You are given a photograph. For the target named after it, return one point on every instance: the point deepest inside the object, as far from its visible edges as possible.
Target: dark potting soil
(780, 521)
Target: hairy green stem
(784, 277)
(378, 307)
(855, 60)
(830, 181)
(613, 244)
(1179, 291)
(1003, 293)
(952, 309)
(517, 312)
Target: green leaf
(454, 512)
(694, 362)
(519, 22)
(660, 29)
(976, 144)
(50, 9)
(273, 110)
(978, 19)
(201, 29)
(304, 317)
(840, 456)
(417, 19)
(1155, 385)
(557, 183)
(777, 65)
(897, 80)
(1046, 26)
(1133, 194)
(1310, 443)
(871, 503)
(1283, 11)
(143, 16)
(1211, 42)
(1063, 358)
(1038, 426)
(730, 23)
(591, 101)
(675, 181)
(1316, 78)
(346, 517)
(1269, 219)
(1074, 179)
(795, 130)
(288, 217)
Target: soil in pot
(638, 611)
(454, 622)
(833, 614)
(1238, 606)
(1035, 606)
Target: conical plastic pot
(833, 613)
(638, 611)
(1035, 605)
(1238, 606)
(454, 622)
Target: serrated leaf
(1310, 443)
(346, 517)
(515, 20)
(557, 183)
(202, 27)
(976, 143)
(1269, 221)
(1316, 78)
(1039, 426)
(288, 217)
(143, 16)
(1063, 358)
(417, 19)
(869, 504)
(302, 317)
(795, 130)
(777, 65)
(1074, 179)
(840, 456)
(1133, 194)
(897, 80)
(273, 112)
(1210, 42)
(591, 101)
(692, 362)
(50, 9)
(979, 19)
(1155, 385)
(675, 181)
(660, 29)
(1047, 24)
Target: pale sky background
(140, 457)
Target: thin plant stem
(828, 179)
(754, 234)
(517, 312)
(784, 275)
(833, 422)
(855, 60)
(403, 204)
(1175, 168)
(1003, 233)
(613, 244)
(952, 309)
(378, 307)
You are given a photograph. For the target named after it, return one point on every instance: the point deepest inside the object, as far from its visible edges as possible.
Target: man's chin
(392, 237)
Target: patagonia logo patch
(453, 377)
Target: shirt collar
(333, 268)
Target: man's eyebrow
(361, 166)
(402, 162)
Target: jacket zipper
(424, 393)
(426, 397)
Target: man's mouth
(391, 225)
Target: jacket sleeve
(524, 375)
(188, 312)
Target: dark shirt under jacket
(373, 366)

◆ ABOUT THIS TASK:
Every line of the data above should be output exactly as written.

◆ ANSWER FOR THE TASK:
You are given a photograph. For the target named after it, return one point on every instance: the point deepest inside the object, as far from its visible edges as possible.
Target: dark potting soil
(780, 521)
Target: hairy green stem
(784, 277)
(378, 307)
(855, 60)
(830, 181)
(613, 244)
(1179, 291)
(1003, 293)
(952, 309)
(517, 312)
Target: green leaf
(454, 512)
(694, 362)
(519, 22)
(660, 29)
(976, 144)
(50, 9)
(273, 110)
(978, 19)
(201, 29)
(304, 317)
(840, 456)
(417, 19)
(1155, 385)
(557, 183)
(777, 65)
(897, 80)
(1046, 26)
(1133, 194)
(1310, 443)
(871, 503)
(1283, 11)
(143, 16)
(1211, 42)
(1063, 358)
(1038, 426)
(730, 23)
(591, 101)
(675, 181)
(1316, 78)
(346, 517)
(1269, 219)
(1074, 179)
(795, 130)
(288, 217)
Target: soil in pot
(638, 611)
(454, 622)
(833, 614)
(1238, 606)
(1035, 606)
Target: conical plastic pot
(833, 613)
(638, 611)
(1035, 605)
(1238, 606)
(454, 622)
Target: serrated leaf
(1310, 443)
(346, 517)
(515, 20)
(557, 183)
(202, 27)
(976, 143)
(1269, 221)
(1316, 78)
(1039, 426)
(288, 217)
(143, 16)
(1063, 358)
(417, 19)
(869, 504)
(302, 317)
(795, 130)
(777, 65)
(1074, 179)
(840, 456)
(1133, 194)
(897, 80)
(273, 112)
(1210, 42)
(591, 101)
(692, 362)
(50, 9)
(979, 19)
(1155, 385)
(675, 181)
(660, 29)
(1047, 24)
Target: pale sky background
(140, 457)
Target: thin plant stem
(828, 179)
(754, 234)
(517, 312)
(784, 275)
(833, 422)
(855, 60)
(403, 204)
(1175, 168)
(1003, 233)
(613, 244)
(952, 309)
(378, 307)
You are given a photograph. For the target named after it, return one point on every instance: the point deepest inside the object, as far from its visible edges as possible.
Target: man's chin
(392, 237)
Target: patagonia logo patch
(453, 377)
Target: shirt collar
(333, 268)
Target: man's eyebrow
(361, 166)
(402, 162)
Target: jacket zipper
(424, 393)
(426, 397)
Target: man's mouth
(391, 225)
Target: jacket sleeve
(524, 375)
(188, 312)
Target: dark shirt under jacket
(373, 366)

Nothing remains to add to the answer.